==== SOURCE DOCUMENT ====
William Brown’s integrationist Theatres forged       a progressive agenda in the New World

 

By Carlyle Brown

 

WHITE PEOPLE DO NOT KNOW HOW TO BEHAVE AT

ENTERTAINMENTS DESIGNED FOR LADIES & GENTLEMEN OF COLOUR

William Brown’s African and American Theater

By Marvin McAllister

The University of North Carolina Press / Chapel Hill and London

239pp,

 

Despite its outrageous title, Virginia-based historian Marvin McAllister’s White People Do Not Know How to Behave at Entertainments Designed for Ladies and Gentlemen of Colour is a surprisingly thoughtful book.  It is a comprehensive study that takes us to the epicenter of African-American theatre-to its roots and early beginnings in 19th century New York, where it was spawned from the activities of an extraordinary freeman of color named William Brown.

 

Brown is a character in my 1993 history play, The African Company Presents Richard III.  I imagined him through my research, and even historians have remarked on how well my play had captured the period.  I thought that I knew William Brown as no one could-but reading McAllister’s bold new book, I realized that I hardly knew him at all.  How could I not help but feel a strong identification with Brown?  We were, after all, two African-American theatre artists sharing identical surnames nearly 200 years apart, acting out of the same impulses and struggling with the same issues-issues with their roots in the history that McAllister’s book reconstructs and then deconstructs.
==== INFORMATION SUPPLIED ====
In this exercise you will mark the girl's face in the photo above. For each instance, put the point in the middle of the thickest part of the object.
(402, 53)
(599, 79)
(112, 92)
====
According to the book review, what is the title of the reviewer's 1993 history play in which William Brown appears as a character?

### RESULT OF THE TASK
The African Company Presents Richard III